GIVEN PROBLEM: Rewrite all the records below, requests included, and shift each point coordinate in the answers by adding 96 to it. Leave the pictures out.

------ SUPPLIED DATA ------

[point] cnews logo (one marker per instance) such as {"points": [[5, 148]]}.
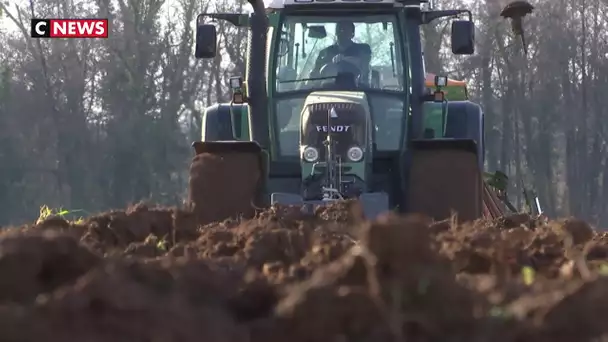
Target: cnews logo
{"points": [[69, 28]]}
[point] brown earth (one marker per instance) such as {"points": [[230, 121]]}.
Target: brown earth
{"points": [[150, 274]]}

------

FULL OUTPUT:
[point] cnews logo (one marker per instance) such as {"points": [[5, 148]]}.
Target: cnews logo
{"points": [[165, 124]]}
[point] brown earth (one marker per instance) such as {"points": [[230, 121]]}.
Target: brown earth
{"points": [[246, 370]]}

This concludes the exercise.